◆ **PROBLEM TO SOLVE**
Transcribe the entries below exactly; leave every image out.

◆ **DATA IN THIS EXERCISE**
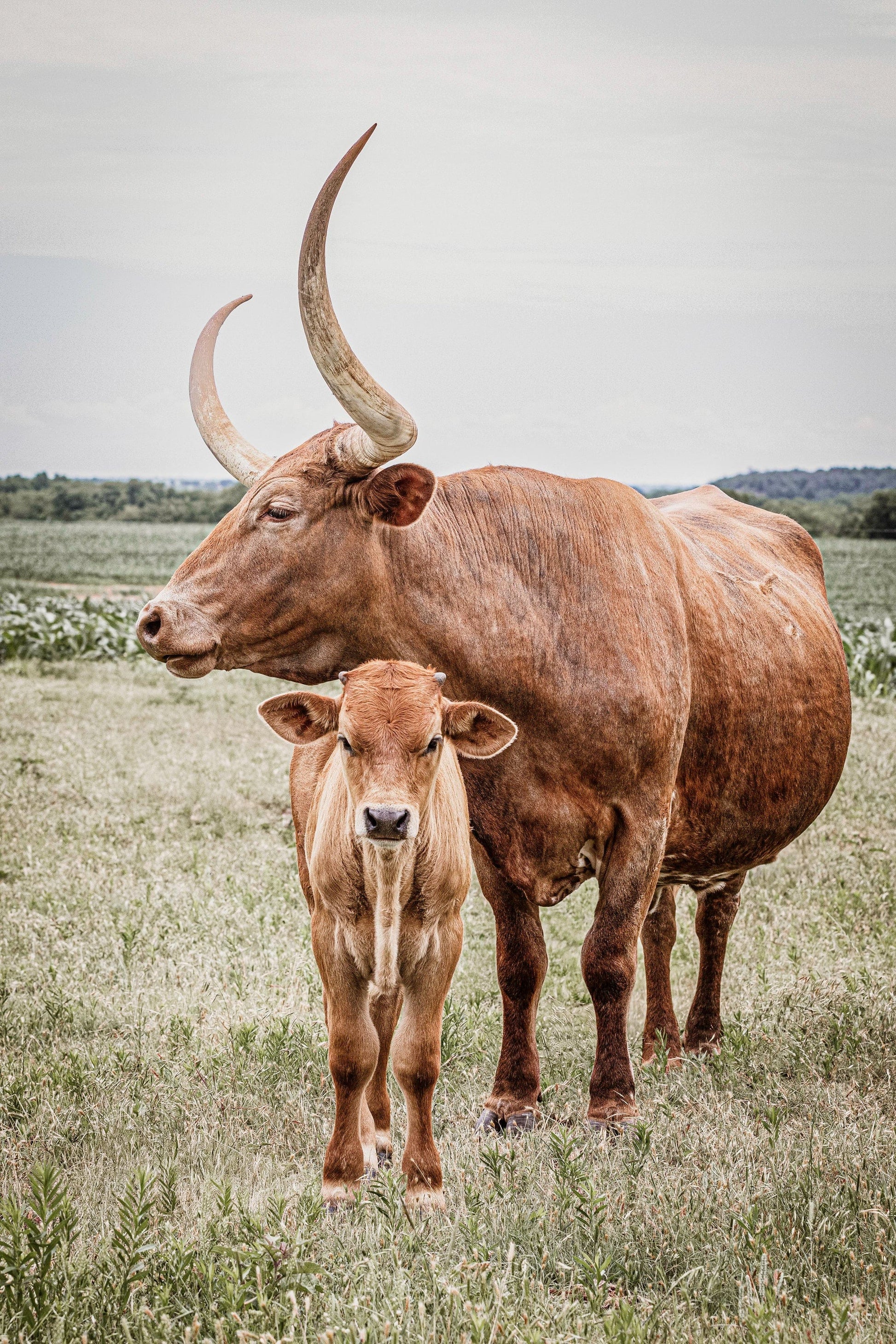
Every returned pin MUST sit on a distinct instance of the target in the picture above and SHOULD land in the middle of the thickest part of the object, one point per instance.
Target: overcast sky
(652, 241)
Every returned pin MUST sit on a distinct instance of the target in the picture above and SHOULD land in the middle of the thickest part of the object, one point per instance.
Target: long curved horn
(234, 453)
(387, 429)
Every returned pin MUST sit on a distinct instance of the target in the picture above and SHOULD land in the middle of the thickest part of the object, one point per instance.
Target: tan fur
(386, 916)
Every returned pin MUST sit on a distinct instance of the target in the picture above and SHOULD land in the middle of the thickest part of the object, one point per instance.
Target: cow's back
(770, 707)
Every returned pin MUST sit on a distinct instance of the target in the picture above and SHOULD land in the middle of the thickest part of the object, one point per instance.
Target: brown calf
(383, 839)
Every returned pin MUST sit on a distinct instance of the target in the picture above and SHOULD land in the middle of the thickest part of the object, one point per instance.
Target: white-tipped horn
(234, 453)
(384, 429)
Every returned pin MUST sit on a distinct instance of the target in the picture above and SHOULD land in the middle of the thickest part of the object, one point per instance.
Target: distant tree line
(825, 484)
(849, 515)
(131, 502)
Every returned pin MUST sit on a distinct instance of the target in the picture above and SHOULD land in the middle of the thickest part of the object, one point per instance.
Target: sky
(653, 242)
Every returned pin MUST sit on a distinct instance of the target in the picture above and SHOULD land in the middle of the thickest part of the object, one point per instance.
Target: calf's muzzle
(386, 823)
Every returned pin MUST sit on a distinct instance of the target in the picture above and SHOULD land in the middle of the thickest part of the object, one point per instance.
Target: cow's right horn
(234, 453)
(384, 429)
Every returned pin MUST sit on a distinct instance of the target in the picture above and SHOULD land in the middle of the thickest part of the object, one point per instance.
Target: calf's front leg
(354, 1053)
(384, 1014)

◆ **RESPONSE BELOW**
Every returned pin MUST sit on a distinct instance of the target in the picture above and SHOULD land in the middle of the thickest part of the object, one point per instance.
Target: overcast sky
(652, 241)
Every returned pin MUST sit on a distinct instance of the target in the picture above and SHOULD land in the middle of the thickest part of the object, one point per instance.
Target: long curved horn
(234, 453)
(387, 429)
Every returned pin MUST sit on a distinct instance of the target in the picture above and SHOULD land in the middle of the thickest part of the object, one point per instance.
Target: tan fur
(386, 916)
Every returned pin MUST sit on a distinct instance of the target in the picture above and SHOULD land in the middle of the thickest part of the object, one point per instance.
Target: cow's back
(770, 707)
Every returned pin MUST sit on a distinct instance of the target in the picture above and SHOULD land in the middle of the thickest part of the object, one point per instance.
Target: brown calf
(383, 839)
Every returned pin MUST sit on a distinct instance of the target in the picture above and SHOULD land in the middle of the thickest part of the object, one point per instance.
Target: white-tipped horn
(234, 453)
(384, 429)
Every returned pin MUST sit on a distinct instance of the target in the picture above and SHOULD land in the middle of the thickest part of the object, one point per instance.
Target: distant tree line
(825, 484)
(849, 515)
(131, 502)
Every returned pin MUST sit on a distinct instance of the target in the picture above and SHOULD land in the middle of the thickest part of the object, one point per instance.
Target: sky
(653, 242)
Every returned pin MUST sit on a distinct instance of the target in the picture above and SHOULD land in the middle of the thickest part of the object, one point per instance.
Target: calf's muzzle
(386, 823)
Every returned pin MUST sit on a distinct instance of the target in the picture above and SHOULD land in the middle of the thickest part of the object, one point per instance.
Target: cow's right horn
(234, 453)
(384, 429)
Every returned pin MUST sit on a distinct instance of the target in the picture above and SHOULD land in the middle of the thickest part of the object, one point per instance.
Target: calf's front leg
(354, 1053)
(384, 1014)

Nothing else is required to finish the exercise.